### What you need to do
1. In the Dubai vs Abu Dhabi forum thread, what job does orbit123 say they have?
2. Decide whether each statement agrees with the Dubai vs Abu Dhabi forum thread. Answer yes or no for each, and quote the deciding words. (a) NazneenKhan calls Abu Dhabi less expensive than Dubai. (b) orbit123 no longer wants to work in Dubai. (c) An agency put forward Abu Dhabi as an option.
3. Write the next reply in the Dubai vs Abu Dhabi forum thread, following orbit123's last message.

# Dubai vs Abu Dhabi



## orbit123

I am a primary teacher from the UK and am in the process of applying for jobs in Dubai. I'd had my heart set on Dubai (and still do) but one agency has suggested Abu Dhabi as another option.

I'm just looking for any advice as to how the two compare in terms of living and working, as well as expat communities and schools/areas to avoid.

Thanks!


----------



## NazneenKhan

Even, I would suggest you Abu Dhabi as it is less expensive and much more better than Dubai. Because of recent hike on rents people are preferring Abu Dhabi on Dubai.

You can also check this link which I found for you: Why Abu Dhabi is better than Dubai

Hope it helps you.


----------



## orbit123

Thanks for the advice. Much appreciated!

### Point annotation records
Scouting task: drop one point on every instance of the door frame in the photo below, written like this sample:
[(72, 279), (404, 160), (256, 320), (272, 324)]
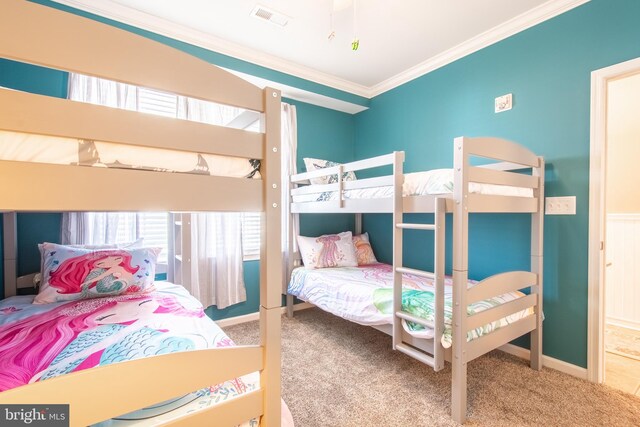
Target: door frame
[(597, 212)]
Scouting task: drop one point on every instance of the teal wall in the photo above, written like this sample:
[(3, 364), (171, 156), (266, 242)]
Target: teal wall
[(547, 68)]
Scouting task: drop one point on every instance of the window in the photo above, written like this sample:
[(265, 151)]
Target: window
[(251, 235), (153, 226)]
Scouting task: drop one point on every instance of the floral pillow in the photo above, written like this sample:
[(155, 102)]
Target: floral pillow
[(71, 273), (315, 164), (329, 250), (364, 252)]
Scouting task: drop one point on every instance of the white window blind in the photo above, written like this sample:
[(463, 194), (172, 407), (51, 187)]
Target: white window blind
[(156, 102), (152, 226)]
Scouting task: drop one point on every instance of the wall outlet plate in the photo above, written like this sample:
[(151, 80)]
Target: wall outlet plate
[(560, 205), (504, 103)]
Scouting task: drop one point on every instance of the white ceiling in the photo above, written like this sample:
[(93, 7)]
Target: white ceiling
[(399, 40)]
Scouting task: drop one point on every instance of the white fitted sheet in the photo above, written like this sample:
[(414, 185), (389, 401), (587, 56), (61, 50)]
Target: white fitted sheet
[(433, 182), (25, 147)]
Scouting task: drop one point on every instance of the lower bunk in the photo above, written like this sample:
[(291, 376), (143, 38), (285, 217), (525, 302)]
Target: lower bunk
[(40, 343), (497, 313), (364, 295)]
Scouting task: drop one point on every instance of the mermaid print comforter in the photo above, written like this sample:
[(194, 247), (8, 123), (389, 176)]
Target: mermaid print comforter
[(364, 295), (41, 341)]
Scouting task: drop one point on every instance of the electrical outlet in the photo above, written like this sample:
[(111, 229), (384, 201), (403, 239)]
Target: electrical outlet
[(560, 205), (504, 103)]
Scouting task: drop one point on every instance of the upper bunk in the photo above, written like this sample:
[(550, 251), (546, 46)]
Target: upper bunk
[(510, 180), (44, 36)]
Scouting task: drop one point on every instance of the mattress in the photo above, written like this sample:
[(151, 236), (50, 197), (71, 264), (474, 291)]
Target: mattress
[(25, 147), (41, 341), (364, 295), (433, 182)]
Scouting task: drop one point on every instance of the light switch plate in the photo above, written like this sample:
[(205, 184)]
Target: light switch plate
[(560, 205), (504, 103)]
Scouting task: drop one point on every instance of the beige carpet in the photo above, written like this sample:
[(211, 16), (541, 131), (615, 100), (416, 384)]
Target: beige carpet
[(336, 373)]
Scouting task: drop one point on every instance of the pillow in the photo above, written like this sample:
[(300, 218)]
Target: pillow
[(329, 250), (71, 274), (364, 252), (315, 164), (128, 245)]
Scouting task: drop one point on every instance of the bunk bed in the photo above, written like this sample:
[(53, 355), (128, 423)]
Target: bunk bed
[(510, 180), (43, 36)]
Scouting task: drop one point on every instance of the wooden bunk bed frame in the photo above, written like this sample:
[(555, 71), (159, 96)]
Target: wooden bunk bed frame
[(47, 37), (507, 157)]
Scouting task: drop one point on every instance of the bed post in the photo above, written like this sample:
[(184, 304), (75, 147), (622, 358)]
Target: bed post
[(398, 206), (460, 276), (10, 246), (537, 265), (271, 264)]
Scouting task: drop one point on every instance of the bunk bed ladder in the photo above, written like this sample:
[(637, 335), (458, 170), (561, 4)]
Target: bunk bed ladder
[(436, 361)]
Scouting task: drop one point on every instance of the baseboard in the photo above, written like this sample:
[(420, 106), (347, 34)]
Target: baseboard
[(223, 323), (547, 361)]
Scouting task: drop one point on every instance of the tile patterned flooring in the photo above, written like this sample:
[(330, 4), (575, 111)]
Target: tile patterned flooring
[(623, 373)]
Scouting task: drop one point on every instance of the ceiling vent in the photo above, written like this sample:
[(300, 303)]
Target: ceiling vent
[(265, 14)]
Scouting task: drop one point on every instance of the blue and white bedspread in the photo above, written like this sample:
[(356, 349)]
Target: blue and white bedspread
[(364, 295), (41, 341)]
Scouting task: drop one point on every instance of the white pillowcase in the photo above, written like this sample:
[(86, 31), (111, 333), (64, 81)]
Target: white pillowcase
[(329, 250), (315, 164)]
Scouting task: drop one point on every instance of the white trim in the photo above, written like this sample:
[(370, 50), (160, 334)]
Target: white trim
[(623, 216), (224, 323), (548, 362), (520, 23), (302, 95), (597, 211), (623, 323), (145, 21)]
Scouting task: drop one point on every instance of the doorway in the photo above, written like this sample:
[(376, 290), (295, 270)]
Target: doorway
[(614, 228)]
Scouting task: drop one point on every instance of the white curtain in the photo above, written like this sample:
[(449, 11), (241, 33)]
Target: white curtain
[(216, 250), (217, 269), (217, 276), (290, 223), (98, 228)]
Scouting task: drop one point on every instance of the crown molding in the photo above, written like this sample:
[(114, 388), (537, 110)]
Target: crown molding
[(117, 12), (126, 15), (520, 23)]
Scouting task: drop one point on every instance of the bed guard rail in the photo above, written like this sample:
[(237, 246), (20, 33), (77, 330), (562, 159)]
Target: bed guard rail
[(335, 175)]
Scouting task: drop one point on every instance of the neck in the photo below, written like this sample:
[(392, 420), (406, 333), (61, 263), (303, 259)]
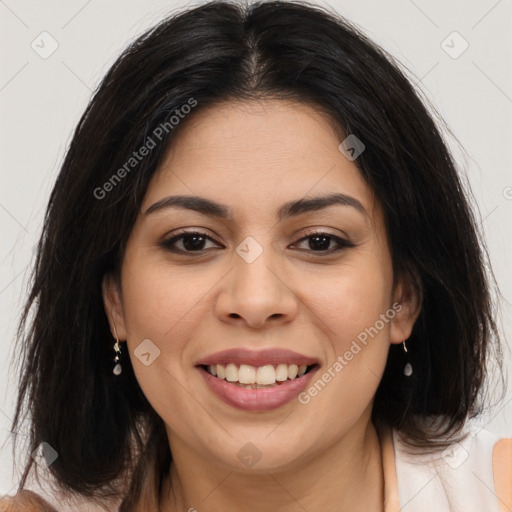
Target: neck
[(346, 476)]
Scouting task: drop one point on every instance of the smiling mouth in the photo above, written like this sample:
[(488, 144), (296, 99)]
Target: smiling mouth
[(257, 377)]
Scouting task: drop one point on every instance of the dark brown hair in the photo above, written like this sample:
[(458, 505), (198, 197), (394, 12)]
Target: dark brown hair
[(102, 426)]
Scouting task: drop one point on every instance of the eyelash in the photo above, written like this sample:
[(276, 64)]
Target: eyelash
[(169, 244)]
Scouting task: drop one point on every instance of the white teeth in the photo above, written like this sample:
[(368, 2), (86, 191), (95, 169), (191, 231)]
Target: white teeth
[(231, 373), (261, 375), (266, 375), (282, 372), (293, 370), (247, 374)]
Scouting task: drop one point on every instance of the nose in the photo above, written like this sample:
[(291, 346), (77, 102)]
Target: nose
[(255, 294)]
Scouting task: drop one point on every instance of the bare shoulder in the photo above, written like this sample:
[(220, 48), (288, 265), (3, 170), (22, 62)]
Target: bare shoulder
[(25, 501)]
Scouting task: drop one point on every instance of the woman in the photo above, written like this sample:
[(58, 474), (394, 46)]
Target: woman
[(260, 285)]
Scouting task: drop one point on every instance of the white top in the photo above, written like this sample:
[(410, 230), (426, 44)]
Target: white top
[(457, 479)]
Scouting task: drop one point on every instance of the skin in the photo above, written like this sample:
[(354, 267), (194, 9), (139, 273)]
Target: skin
[(253, 157)]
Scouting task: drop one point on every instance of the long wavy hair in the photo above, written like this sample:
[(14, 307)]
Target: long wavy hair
[(110, 441)]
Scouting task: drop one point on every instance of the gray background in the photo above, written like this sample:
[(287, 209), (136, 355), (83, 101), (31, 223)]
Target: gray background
[(41, 100)]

### Responses by task
1. orbit123 is a primary teacher from the UK.

2.
(a) Yes: "as it is less expensive and much more better than Dubai"
(b) No: "I'd had my heart set on Dubai (and still do)"
(c) Yes: "one agency has suggested Abu Dhabi as another option"

3.
----------



## AlexDhabi

I don't understand the last poster's comments at all. Rents are expensive in both cities, but much higher in Abu Dhabi than Dubai. There is regulation of rent increases in Dubai and free-for-all in AD at present. 50% rent increases are not unusual and rent is usually paid one year in advance. If you are lucky you will get a school where housing is provided and you don't have to worry about the rents.

Lifestyle is similar in both cities. Cost of living is also similar. There are no "areas to avoid" as such.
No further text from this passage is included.